Exercise — Pull out every line from the entries below that contains the string "belt", and list those lines.

· · · · ·

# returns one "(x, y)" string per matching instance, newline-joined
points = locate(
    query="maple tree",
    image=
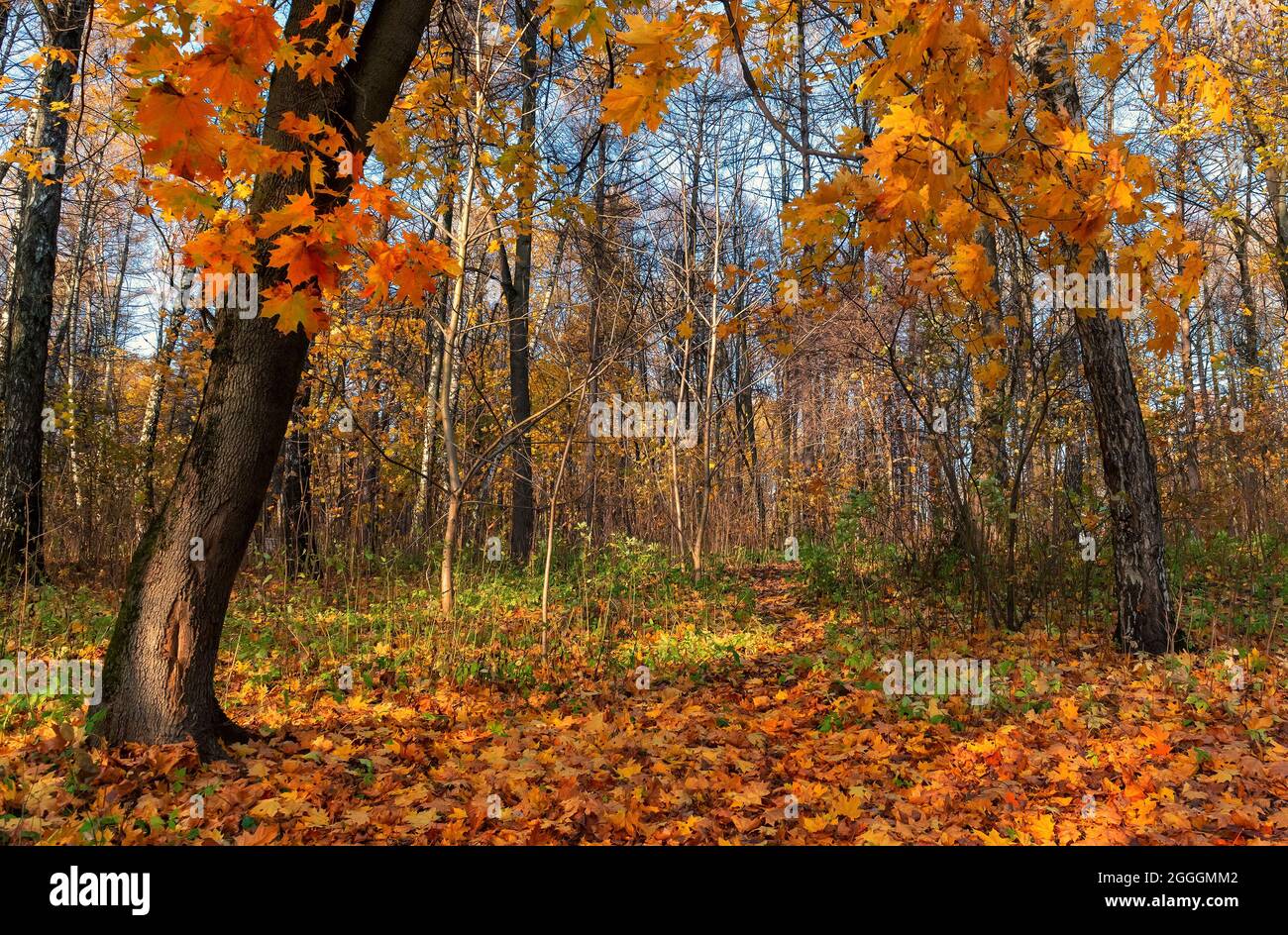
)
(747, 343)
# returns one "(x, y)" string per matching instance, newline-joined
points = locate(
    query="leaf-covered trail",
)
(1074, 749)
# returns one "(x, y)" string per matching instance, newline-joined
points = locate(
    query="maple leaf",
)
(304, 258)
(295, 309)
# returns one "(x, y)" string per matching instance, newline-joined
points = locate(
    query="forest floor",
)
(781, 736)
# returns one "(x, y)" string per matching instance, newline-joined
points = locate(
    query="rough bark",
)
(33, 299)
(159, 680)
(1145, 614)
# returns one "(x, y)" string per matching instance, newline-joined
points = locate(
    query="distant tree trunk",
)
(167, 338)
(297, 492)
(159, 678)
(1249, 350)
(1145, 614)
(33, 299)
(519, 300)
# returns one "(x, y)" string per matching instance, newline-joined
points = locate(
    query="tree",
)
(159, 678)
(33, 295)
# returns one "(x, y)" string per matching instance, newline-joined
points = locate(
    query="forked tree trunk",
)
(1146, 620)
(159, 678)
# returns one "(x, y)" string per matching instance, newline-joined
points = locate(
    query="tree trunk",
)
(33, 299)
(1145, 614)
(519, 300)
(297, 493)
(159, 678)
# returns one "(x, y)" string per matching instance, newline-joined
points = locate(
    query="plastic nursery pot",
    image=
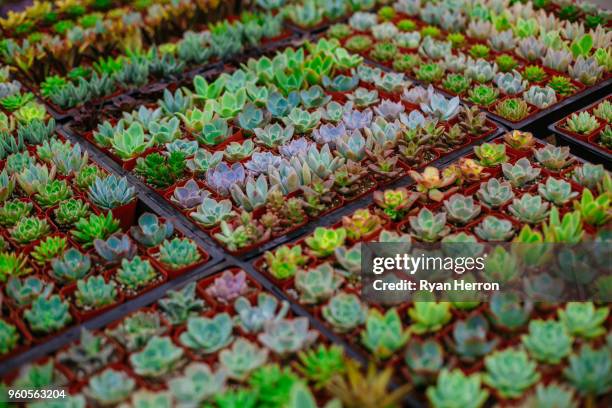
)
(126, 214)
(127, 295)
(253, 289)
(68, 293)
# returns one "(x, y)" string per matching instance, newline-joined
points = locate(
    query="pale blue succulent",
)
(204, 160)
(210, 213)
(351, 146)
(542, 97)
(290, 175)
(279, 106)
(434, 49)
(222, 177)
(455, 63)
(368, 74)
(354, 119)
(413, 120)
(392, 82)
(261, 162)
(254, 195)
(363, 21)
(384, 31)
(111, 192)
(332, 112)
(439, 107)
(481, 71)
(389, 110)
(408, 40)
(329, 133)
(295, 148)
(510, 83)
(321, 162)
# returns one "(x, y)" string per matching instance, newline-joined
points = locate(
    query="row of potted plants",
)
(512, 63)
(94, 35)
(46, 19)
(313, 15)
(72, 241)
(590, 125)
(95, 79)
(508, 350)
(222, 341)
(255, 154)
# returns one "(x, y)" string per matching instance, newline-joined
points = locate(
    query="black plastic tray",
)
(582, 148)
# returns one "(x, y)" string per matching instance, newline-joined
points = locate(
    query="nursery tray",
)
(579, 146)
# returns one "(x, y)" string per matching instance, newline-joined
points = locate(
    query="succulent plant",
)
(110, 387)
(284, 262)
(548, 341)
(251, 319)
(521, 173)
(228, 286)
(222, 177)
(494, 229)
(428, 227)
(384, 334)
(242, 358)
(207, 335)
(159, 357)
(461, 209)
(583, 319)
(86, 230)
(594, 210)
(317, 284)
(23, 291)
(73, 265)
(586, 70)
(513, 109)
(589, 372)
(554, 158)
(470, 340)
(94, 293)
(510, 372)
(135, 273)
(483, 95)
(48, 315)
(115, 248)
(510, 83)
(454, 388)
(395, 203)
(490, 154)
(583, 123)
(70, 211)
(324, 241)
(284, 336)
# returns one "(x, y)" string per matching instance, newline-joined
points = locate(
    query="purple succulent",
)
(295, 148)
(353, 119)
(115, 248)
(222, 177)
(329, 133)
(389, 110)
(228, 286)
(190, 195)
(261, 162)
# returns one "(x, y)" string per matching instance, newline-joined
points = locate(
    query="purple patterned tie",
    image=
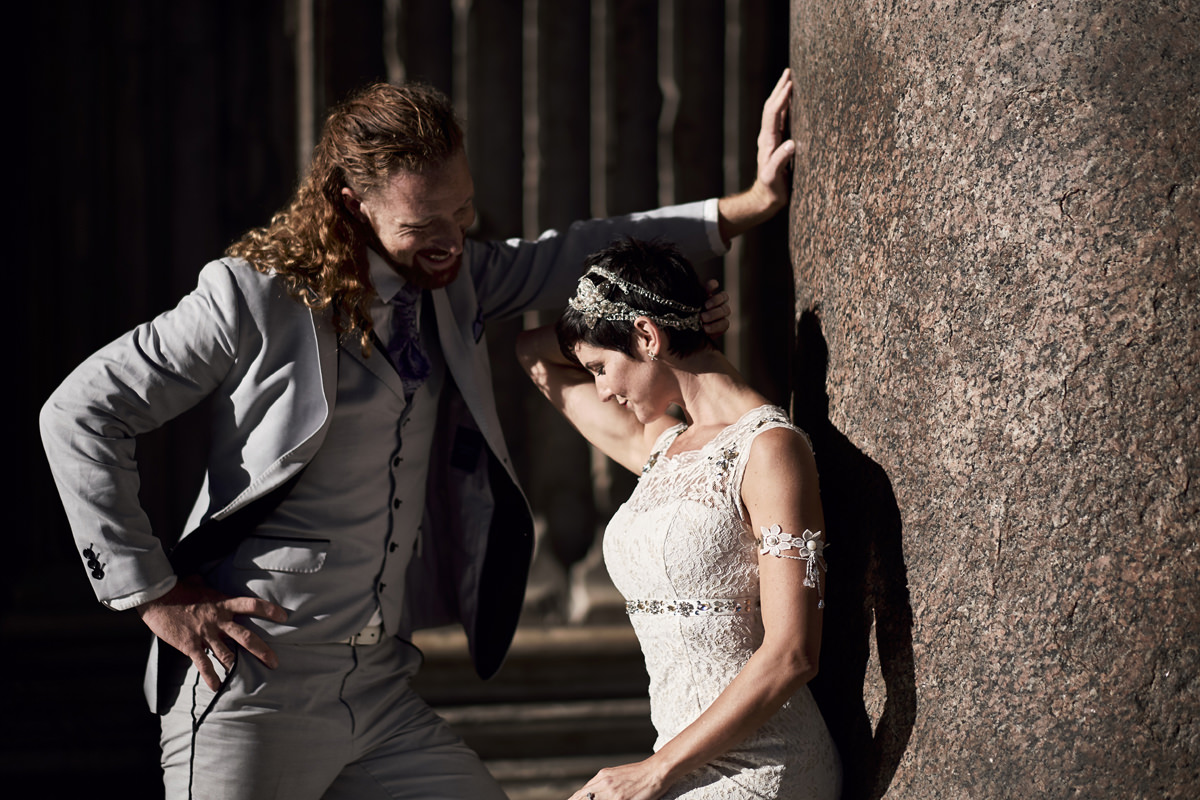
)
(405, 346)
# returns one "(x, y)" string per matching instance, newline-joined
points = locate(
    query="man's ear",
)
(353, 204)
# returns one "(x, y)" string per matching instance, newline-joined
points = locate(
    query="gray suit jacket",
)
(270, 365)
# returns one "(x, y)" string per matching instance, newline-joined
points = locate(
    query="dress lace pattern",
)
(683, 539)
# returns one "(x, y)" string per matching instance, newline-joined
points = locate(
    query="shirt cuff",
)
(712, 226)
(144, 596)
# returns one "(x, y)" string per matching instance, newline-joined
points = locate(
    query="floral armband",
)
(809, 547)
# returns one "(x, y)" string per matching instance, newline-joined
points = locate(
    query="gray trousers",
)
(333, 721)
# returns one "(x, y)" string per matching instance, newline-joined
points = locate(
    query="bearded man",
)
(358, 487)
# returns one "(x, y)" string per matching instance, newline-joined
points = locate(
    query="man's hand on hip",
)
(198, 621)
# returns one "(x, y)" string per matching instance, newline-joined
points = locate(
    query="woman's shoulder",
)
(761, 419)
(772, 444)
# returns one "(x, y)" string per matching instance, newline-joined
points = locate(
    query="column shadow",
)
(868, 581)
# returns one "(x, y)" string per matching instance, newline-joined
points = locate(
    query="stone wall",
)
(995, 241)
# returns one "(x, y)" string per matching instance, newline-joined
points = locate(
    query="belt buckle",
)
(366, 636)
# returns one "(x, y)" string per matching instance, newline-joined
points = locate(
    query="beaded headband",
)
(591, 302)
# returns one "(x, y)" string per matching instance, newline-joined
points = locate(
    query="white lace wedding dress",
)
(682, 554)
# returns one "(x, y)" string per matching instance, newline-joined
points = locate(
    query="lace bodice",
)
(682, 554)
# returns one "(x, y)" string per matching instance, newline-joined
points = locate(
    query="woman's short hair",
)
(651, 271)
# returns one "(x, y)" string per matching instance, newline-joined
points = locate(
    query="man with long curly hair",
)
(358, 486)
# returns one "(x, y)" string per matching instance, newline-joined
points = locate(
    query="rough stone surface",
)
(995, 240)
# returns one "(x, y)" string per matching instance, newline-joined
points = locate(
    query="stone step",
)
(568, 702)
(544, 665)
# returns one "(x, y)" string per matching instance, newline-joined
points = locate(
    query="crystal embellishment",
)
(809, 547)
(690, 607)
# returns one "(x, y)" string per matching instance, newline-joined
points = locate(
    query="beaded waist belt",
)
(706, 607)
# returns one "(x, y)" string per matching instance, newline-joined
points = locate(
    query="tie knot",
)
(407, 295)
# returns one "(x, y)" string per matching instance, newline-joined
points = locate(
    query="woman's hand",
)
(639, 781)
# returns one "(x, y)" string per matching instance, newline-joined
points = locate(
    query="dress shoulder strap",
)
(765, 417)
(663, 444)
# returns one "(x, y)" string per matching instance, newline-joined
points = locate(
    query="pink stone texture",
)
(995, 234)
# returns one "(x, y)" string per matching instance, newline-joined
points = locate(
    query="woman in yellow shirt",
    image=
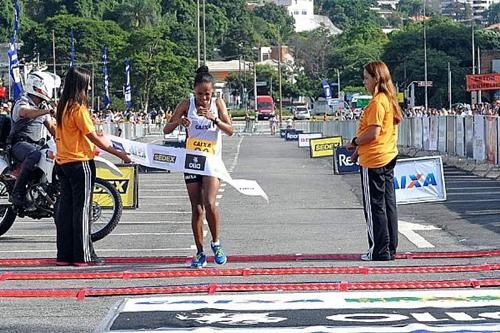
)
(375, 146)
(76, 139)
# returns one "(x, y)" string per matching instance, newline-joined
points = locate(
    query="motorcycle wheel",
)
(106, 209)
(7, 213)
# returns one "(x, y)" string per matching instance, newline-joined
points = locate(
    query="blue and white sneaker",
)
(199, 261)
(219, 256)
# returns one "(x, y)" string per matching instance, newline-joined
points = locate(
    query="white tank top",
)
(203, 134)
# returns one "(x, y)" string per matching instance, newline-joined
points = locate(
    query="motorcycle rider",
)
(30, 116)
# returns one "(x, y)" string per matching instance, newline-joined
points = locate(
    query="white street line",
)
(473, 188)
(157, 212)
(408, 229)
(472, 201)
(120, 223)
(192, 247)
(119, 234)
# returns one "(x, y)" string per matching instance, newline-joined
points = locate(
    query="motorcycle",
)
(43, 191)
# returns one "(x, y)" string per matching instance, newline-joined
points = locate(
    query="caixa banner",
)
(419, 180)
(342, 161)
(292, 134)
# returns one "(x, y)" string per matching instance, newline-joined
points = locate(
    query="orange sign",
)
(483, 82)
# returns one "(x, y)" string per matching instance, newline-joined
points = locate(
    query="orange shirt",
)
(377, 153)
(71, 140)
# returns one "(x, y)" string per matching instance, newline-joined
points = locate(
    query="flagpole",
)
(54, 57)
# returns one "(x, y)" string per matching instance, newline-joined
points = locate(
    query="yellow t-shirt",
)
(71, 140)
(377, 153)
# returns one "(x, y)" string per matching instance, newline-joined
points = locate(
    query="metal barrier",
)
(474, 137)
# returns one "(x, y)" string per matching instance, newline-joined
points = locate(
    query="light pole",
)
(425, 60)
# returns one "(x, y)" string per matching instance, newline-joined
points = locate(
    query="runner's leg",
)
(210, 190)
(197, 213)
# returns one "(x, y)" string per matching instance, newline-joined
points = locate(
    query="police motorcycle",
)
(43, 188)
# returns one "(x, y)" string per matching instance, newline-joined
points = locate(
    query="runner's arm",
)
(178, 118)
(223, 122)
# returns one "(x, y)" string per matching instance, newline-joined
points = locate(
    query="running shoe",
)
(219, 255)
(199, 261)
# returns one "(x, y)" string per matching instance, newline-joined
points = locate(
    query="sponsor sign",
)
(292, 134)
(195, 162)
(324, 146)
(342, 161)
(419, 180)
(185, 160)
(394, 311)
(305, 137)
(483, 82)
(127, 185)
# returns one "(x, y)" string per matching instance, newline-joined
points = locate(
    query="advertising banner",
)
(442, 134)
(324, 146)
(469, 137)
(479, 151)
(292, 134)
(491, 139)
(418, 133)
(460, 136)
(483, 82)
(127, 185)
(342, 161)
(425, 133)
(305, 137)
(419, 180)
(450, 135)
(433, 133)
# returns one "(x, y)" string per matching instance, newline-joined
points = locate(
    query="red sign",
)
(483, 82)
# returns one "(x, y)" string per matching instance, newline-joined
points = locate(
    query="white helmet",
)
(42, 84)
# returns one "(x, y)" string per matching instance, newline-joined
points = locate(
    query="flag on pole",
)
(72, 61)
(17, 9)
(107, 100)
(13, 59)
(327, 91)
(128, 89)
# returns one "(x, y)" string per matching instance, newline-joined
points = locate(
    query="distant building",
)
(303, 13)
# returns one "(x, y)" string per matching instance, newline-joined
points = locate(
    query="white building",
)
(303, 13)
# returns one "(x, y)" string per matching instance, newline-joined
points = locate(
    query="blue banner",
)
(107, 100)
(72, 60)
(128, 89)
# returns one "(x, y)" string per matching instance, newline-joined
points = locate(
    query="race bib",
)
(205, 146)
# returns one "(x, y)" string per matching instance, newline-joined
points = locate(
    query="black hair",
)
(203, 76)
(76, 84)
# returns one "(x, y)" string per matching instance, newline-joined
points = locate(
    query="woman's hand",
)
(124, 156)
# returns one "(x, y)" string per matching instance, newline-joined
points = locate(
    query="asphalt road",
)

· · · · ·

Answer to this problem —
    query="belt buckle",
    query="beaded waist belt",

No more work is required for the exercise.